• Exercise prompt: Gather every line in the listing below that contains the word "photographer", and treat uppercase and lowercase as different.
[START Records for processing]
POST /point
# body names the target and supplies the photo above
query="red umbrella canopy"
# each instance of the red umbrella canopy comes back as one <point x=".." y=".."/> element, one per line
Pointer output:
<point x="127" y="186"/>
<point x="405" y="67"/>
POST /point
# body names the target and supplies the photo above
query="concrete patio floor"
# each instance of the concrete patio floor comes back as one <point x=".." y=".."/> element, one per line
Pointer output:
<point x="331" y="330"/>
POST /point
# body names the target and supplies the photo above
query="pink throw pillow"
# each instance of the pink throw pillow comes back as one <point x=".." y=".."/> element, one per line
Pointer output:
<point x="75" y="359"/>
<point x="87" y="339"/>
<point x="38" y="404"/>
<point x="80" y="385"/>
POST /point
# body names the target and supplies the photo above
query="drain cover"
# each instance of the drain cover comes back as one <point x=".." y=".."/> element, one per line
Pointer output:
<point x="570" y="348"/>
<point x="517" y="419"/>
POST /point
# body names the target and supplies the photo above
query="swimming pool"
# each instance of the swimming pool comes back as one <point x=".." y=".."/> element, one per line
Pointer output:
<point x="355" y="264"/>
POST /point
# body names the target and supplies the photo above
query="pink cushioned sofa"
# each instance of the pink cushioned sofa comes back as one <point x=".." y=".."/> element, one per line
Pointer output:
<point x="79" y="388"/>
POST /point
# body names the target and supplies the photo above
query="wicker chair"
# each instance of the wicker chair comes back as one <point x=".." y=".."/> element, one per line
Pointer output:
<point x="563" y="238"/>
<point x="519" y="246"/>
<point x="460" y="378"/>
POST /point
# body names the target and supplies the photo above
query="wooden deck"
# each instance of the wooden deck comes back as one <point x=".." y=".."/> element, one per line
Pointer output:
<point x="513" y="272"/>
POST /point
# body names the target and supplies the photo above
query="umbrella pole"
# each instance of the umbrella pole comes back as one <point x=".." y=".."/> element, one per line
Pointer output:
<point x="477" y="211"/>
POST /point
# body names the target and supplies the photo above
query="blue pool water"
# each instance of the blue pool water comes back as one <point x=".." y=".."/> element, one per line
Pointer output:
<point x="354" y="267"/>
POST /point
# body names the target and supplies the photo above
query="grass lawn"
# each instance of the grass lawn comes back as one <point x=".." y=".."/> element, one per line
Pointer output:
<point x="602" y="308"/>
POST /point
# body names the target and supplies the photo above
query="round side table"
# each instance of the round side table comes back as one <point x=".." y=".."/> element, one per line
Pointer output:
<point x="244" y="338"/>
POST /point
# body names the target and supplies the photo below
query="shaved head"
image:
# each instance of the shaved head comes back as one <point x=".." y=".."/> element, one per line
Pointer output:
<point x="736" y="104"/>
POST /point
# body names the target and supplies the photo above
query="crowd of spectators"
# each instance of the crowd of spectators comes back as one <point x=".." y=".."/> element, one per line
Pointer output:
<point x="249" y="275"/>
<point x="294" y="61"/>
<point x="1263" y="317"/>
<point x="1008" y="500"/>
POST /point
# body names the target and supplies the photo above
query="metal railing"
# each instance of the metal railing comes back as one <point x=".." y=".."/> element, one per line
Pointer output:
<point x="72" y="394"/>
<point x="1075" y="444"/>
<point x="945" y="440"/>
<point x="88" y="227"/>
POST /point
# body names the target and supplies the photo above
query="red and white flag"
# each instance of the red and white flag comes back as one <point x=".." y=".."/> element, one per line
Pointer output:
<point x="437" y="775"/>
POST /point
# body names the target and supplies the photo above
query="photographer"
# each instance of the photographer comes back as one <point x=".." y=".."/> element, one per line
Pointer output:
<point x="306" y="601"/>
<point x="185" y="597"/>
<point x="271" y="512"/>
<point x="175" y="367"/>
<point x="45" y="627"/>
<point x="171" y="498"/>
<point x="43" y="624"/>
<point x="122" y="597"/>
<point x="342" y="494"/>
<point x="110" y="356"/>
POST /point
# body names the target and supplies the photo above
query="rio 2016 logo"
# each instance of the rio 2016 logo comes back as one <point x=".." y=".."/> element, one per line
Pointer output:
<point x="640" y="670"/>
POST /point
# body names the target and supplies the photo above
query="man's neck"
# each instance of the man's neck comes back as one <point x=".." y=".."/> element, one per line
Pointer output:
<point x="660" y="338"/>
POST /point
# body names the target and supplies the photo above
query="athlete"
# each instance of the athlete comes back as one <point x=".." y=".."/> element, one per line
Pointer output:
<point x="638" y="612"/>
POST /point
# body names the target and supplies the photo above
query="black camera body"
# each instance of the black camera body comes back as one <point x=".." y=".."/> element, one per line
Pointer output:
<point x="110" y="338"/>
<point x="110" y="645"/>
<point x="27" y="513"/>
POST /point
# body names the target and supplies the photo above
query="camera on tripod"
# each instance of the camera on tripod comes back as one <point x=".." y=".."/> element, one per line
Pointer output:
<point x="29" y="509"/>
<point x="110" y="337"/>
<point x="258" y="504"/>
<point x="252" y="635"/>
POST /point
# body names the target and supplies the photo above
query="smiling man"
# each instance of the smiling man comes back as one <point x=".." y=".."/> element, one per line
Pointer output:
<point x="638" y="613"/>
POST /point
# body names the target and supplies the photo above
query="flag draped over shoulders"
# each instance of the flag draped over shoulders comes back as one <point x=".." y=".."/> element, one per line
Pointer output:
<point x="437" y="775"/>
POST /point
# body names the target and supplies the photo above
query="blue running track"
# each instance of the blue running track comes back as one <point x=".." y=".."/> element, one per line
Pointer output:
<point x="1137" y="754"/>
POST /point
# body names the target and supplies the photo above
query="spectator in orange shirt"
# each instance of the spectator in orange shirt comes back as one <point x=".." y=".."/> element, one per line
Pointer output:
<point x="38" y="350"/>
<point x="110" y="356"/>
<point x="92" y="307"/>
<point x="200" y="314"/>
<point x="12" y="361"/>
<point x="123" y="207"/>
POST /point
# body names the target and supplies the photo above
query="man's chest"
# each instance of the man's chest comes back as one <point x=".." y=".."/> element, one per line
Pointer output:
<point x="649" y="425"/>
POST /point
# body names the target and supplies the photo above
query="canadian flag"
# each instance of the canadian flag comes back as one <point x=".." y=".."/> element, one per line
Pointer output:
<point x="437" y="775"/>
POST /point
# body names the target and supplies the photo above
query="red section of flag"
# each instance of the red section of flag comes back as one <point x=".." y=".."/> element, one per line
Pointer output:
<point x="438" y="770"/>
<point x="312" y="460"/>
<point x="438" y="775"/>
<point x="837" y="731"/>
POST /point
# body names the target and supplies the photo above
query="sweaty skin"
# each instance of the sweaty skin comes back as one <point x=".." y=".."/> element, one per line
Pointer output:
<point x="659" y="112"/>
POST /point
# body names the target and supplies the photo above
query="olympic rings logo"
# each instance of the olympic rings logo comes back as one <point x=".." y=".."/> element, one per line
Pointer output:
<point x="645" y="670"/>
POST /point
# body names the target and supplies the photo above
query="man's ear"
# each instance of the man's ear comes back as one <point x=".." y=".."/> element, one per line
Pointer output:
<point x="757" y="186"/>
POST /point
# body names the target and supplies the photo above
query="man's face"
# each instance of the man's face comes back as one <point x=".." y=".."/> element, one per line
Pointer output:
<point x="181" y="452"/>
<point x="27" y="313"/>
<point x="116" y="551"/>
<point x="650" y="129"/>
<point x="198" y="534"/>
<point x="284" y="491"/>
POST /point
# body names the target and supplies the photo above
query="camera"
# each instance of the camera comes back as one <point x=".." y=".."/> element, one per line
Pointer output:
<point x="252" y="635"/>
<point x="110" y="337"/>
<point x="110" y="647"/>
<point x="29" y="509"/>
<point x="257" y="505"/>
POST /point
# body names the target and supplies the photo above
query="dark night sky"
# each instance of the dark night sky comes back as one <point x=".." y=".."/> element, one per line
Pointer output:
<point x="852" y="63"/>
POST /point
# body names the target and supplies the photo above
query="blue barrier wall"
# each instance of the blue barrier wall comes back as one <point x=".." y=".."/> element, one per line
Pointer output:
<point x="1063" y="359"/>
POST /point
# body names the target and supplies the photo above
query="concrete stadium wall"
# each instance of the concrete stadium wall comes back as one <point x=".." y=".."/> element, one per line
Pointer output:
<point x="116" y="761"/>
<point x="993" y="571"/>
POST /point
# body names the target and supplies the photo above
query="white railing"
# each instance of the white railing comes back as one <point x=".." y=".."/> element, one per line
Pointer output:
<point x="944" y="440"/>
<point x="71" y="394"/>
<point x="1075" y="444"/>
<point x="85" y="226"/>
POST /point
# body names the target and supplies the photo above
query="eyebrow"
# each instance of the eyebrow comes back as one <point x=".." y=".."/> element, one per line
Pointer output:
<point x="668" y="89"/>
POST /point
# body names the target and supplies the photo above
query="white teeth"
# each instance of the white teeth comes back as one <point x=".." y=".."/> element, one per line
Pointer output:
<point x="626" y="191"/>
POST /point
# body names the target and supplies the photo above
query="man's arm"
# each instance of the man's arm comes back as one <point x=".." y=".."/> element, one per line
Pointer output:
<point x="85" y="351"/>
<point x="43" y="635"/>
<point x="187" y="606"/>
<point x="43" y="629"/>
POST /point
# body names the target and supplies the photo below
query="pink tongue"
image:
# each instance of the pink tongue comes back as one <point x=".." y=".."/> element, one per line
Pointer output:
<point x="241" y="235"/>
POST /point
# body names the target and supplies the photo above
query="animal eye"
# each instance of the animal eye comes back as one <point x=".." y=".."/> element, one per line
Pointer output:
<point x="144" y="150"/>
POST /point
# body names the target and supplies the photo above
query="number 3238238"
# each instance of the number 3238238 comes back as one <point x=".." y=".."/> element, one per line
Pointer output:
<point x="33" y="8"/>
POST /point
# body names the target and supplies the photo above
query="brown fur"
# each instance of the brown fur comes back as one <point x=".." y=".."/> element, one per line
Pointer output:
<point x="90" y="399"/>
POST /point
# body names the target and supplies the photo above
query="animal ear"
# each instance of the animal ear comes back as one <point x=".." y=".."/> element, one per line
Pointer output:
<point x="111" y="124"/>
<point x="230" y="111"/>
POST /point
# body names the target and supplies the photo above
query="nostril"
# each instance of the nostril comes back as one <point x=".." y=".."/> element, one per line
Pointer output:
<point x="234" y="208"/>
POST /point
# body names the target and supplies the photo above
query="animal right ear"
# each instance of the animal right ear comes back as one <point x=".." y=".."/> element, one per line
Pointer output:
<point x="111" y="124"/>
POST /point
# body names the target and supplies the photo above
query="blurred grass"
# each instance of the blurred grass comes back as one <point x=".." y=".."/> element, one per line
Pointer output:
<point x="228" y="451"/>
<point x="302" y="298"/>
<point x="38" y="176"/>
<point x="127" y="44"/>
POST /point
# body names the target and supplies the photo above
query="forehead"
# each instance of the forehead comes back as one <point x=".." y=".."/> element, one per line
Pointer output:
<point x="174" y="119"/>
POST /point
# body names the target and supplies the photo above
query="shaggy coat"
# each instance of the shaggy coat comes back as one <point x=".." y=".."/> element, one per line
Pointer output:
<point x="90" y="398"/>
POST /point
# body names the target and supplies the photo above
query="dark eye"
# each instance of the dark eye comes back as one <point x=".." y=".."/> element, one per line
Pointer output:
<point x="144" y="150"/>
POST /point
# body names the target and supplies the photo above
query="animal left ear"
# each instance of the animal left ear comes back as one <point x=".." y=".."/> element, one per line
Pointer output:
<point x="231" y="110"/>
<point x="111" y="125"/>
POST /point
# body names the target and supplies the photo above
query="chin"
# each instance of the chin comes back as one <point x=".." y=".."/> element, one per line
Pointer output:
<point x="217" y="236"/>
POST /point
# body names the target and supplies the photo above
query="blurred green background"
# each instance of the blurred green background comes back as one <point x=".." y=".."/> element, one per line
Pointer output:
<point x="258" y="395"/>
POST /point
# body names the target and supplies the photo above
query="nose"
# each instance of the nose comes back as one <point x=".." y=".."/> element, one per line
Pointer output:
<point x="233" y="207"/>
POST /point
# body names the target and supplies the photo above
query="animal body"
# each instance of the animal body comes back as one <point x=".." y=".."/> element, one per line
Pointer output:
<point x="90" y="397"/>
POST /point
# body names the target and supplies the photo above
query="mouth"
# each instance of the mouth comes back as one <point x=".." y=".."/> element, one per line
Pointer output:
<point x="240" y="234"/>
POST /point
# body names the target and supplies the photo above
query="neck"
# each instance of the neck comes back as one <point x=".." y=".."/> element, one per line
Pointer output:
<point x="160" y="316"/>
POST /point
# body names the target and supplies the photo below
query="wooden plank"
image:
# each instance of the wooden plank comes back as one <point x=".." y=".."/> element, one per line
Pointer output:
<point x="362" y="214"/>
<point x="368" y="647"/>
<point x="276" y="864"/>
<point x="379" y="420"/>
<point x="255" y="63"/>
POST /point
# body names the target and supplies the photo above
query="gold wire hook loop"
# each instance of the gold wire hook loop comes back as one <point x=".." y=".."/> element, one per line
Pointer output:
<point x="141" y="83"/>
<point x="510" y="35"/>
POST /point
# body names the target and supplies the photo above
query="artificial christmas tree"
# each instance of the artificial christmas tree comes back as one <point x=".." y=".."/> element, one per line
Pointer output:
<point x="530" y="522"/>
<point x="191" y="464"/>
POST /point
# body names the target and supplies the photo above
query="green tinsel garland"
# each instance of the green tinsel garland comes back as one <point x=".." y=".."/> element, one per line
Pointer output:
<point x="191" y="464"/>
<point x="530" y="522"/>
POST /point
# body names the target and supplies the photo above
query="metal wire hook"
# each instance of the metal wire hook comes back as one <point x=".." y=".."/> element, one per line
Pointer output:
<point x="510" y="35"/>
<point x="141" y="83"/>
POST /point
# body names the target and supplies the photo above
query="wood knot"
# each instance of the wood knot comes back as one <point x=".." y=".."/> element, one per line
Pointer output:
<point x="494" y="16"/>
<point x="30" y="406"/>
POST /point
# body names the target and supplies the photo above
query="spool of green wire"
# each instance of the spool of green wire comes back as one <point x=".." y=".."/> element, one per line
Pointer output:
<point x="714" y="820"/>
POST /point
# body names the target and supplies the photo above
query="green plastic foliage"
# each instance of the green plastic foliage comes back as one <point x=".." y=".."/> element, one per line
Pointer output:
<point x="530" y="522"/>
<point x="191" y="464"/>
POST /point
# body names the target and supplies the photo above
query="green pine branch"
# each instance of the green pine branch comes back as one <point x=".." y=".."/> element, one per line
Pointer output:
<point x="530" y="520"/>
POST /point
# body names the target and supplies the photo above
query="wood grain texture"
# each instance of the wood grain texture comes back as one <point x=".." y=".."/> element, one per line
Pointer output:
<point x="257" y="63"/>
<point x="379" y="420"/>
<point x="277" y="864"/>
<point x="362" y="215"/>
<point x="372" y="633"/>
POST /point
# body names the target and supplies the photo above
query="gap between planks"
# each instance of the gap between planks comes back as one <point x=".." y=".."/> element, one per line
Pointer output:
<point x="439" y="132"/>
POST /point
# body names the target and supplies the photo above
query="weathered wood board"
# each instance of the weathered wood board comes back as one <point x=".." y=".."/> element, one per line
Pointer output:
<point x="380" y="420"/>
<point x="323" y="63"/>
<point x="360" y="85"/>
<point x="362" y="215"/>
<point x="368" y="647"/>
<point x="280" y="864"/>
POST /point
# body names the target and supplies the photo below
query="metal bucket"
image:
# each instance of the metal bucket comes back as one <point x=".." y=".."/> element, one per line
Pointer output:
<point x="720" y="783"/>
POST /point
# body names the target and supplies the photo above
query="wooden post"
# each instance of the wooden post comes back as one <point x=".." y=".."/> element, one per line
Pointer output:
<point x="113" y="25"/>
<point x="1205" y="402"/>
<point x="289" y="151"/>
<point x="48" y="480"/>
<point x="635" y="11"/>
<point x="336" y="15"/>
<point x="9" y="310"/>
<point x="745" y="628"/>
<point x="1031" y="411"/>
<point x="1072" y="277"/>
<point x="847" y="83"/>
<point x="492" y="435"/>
[END Records for processing]
• Reply to the task:
query="photographer"
# each instance of the photographer comes back as one <point x=".." y=".."/> element, one per line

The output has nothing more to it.